> **Excerpt**:
The National Commission on Fiscal Responsibility and Reform failed to produce a mandate for assaulting Social Security, undermining Medicare and Medicaid and generally balancing the budget on the backs of working Americans.
But that hasn’t stopped its co-chairmen from claiming a sort of victory for their plan to make Main Street pay for Wall Street’s failures.
Their goal is obvious. Commission co-chairs Alan Simpson and Erskine Bowles want to spin a win they did not achieve in order to foster the false impression that their ominously titled " Moment of Truth" proposal is the only real alternative to fiscal ruin. That’s not the case. There are better proposals—such as the detailed alternative to austerity outlined by commission member Jan Schakowsky. But this is a critical juncture, and progressives need to be conscious that an effort will be made to narrow the range of options and impose key elements of a bad plan that failed to gain required support.

> **Tasks to complete**:
• A. Rewrite the paragraph of the fiscal commission excerpt that begins "Their goal is obvious" in a shorter form that keeps its main facts.
• B. Reproduce the stretch of the fiscal commission excerpt from "The National Commission" through "Wall Street’s failures.".
The material has nothing to do with the fiscal commission excerpt.

> **Recorded data**:
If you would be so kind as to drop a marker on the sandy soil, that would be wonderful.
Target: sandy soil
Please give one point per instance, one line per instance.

> **Results for each task**:
• A. Co-chairs Alan Simpson and Erskine Bowles want to claim a win they did not achieve, so that their "Moment of Truth" proposal seems the only real alternative to fiscal ruin. It is not. Better proposals exist, such as commission member Jan Schakowsky's detailed alternative to austerity. At this critical juncture, progressives should expect an effort to narrow the options and impose key elements of a bad plan that failed to gain required support.

• B.
The National Commission on Fiscal Responsibility and Reform failed to produce a mandate for assaulting Social Security, undermining Medicare and Medicaid and generally balancing the budget on the backs of working Americans.
But that hasn’t stopped its co-chairmen from claiming a sort of victory for their plan to make Main Street pay for Wall Street’s failures.